■ TASK OBJECTIVE
Please output the data exactly, minus pictures.

■ RECORDS
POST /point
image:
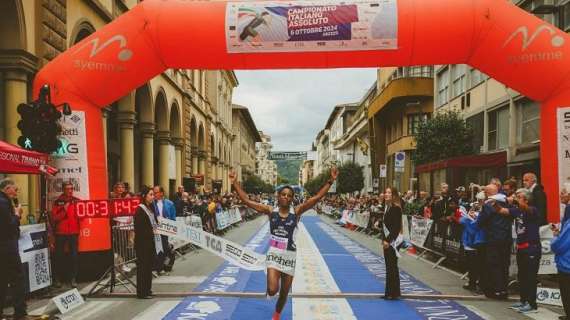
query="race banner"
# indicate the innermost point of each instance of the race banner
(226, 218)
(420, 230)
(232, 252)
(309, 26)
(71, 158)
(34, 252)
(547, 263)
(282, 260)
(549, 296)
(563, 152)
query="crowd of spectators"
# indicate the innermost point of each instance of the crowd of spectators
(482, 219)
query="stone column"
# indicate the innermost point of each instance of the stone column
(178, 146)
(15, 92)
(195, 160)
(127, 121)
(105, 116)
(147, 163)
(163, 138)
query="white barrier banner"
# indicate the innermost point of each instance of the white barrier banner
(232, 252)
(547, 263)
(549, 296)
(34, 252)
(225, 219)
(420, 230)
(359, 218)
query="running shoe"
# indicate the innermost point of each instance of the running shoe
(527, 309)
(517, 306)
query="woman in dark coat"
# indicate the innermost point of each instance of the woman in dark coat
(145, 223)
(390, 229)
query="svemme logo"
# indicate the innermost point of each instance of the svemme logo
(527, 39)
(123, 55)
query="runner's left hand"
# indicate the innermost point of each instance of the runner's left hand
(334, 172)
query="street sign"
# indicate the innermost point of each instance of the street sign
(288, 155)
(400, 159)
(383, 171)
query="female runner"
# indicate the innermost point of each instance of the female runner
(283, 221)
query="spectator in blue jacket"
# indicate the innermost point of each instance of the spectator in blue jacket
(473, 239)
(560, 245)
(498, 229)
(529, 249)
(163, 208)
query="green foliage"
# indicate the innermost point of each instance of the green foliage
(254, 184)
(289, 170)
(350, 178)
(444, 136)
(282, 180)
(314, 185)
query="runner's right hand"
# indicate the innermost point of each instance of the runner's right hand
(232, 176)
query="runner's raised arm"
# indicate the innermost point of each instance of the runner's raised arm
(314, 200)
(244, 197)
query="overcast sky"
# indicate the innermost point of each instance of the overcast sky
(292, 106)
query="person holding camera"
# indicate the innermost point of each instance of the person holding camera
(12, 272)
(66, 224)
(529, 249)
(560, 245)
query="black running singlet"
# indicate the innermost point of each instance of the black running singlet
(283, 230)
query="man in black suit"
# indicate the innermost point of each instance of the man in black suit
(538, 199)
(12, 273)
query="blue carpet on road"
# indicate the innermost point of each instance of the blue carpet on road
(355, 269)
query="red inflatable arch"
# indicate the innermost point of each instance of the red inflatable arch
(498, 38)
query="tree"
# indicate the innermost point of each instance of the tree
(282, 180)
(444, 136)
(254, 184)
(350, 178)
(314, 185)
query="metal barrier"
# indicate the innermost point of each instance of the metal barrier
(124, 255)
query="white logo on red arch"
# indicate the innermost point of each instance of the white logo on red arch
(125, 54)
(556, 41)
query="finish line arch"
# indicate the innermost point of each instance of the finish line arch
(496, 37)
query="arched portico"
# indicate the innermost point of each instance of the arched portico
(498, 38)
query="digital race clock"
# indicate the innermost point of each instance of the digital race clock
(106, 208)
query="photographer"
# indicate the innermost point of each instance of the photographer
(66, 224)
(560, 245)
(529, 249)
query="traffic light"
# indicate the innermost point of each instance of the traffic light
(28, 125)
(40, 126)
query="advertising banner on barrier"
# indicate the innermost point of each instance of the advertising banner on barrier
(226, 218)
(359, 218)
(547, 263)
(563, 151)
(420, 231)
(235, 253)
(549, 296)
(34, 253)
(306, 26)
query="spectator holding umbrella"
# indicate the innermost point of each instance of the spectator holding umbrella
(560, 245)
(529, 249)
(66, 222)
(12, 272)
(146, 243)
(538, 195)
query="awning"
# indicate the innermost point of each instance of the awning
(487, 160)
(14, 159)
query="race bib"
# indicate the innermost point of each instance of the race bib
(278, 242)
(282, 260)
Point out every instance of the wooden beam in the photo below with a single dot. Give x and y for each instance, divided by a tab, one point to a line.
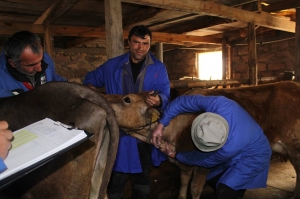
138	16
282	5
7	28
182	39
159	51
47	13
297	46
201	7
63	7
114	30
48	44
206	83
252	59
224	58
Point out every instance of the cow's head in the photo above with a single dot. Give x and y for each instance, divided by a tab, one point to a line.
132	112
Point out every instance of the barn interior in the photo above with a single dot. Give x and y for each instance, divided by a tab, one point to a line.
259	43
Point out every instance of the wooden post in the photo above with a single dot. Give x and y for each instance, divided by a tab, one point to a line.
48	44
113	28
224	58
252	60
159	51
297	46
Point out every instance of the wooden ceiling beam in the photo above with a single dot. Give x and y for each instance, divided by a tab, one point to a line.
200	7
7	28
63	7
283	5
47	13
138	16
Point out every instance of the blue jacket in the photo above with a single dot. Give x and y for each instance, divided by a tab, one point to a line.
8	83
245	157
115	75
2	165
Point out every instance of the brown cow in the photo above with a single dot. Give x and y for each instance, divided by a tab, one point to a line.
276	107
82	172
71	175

■ EXERCISE RESPONSE
POST /point
image:
query="race banner"
# indicate the innermost point of each instance of the race banner
(226, 218)
(420, 230)
(232, 252)
(309, 26)
(71, 158)
(34, 252)
(547, 263)
(282, 260)
(549, 296)
(563, 152)
query="crowd of spectators"
# indicate the innermost point of each instance of the crowd of spectators
(482, 219)
query="stone column"
# indicate the innermost point of each instance of the stone column
(178, 146)
(15, 92)
(195, 160)
(127, 121)
(105, 116)
(147, 163)
(163, 138)
query="white barrier banner"
# indicate the innermost point of each instance of the white barrier banner
(232, 252)
(547, 263)
(549, 296)
(34, 252)
(225, 219)
(420, 230)
(359, 218)
query="running shoe"
# indicate the innermost point of each instance of the running shoe
(527, 309)
(517, 306)
query="woman in dark coat"
# indicate the innermost point of each instance of the woman in dark coat
(145, 223)
(390, 229)
query="svemme logo"
# indicate the innermost point of each instance of the svemme logo
(527, 39)
(123, 55)
query="runner's left hand"
# indicate the innermost point of each instance of the runner's left hand
(334, 172)
query="street sign"
# indicate the innermost point of each instance of the street sign
(288, 155)
(400, 159)
(383, 171)
query="female runner"
# indicate the innermost point of each instance of the female runner
(283, 221)
query="spectator in blue jacket"
# indicate the innermost point of each instance of the spectator in blue jacket
(473, 239)
(560, 245)
(498, 229)
(529, 249)
(163, 208)
query="green foliage"
# indicate the innermost point of each instance of the green foliage
(254, 184)
(289, 170)
(350, 178)
(444, 136)
(282, 180)
(314, 185)
query="runner's right hand"
# indicate the innermost point of each instance of the runner's right hand
(232, 176)
query="runner's raised arm"
# indicate the innermost point of each instance of the runner's raised arm
(314, 200)
(244, 197)
query="overcast sky"
# indicate the innermost point of each instance of the overcast sky
(292, 106)
query="person holding camera"
# indicate the innermost point of each instance of the person holding camera
(12, 272)
(66, 224)
(529, 249)
(560, 245)
query="black running singlet"
# indicate the innermost point of each instance of the black running singlet
(283, 230)
query="man in black suit"
# indicate the innermost point of each instance of the man in black suit
(538, 199)
(12, 273)
query="blue carpet on road"
# indicate the innermost point of each instance of the blue carpet on road
(355, 269)
query="red inflatable arch"
# indicate the innermost point of each instance of the red inflatable arch
(498, 38)
query="tree"
# indicate the innermost point of each instance of the tree
(282, 180)
(444, 136)
(254, 184)
(350, 178)
(314, 185)
query="metal barrier"
# indicate the innermost point of each instance of the metal barrier
(124, 255)
query="white logo on red arch"
# indicate the innermost point of each instance of the white logo on red arch
(125, 54)
(556, 41)
query="finish line arch"
# indicate the innermost point of each instance of the finish line arch
(496, 37)
query="arched portico"
# indicate the innermost point of each instance of the arched portico
(498, 38)
query="digital race clock"
# indicate the innermost point of each instance of the digital race clock
(106, 208)
query="photographer"
# indicate the innermost point of each instance of the photographer
(66, 224)
(560, 245)
(529, 249)
query="traffic light"
# indicate the innermost point of each instance of the traffic light
(28, 125)
(40, 126)
query="advertising banner on barrier"
# indicate the innermost point of each instance of the advertising banner on barrier
(226, 218)
(359, 218)
(547, 263)
(563, 151)
(420, 231)
(235, 253)
(549, 296)
(34, 253)
(306, 26)
query="spectator holding umbrella"
# indicate the innermost point of each instance of the spectator holding umbrella
(560, 245)
(529, 249)
(66, 222)
(12, 272)
(146, 243)
(538, 195)
query="awning"
# indicate the innermost point of each instance of the awning
(487, 160)
(14, 159)
query="race bib"
# indicate the innermost point of each instance of the race bib
(278, 242)
(282, 260)
Point out every instance of the wooden beam in the photo below with a single dot. Give x and y for each instance, divided by a tab, one point to a line.
138	16
282	5
7	28
182	39
159	51
47	13
297	46
201	7
63	7
114	30
48	44
206	83
252	59
224	58
Point out every instance of the cow's head in the photo above with a single dot. Give x and y for each instance, divided by a tab, one point to a line.
132	112
Point out every instance of the barn interior in the photo above with a single dot. Give x and y for each instance, divided by a tab, one point to a line.
259	43
Point out every instance of the wooden post in the photo above with a single dot. Give x and y for each instance, divided by a tab, one point to a line.
48	44
113	28
224	58
252	60
159	51
297	46
Point out every instance of the wooden ceiling beam in the photo above with a single dot. Give x and y for each instance, divided by a tab, one point to a line.
200	7
7	28
63	7
283	5
47	13
138	16
Point out every instance of the blue jacket in the photo above with a single dot. Give x and y for each instance, divided by a tab, one point to a line.
8	83
245	157
115	75
2	165
Point out every instance of the brown cow in the photo above with a single dot. Give x and y for each instance, divided by a tab, one point to a line.
276	107
82	172
71	175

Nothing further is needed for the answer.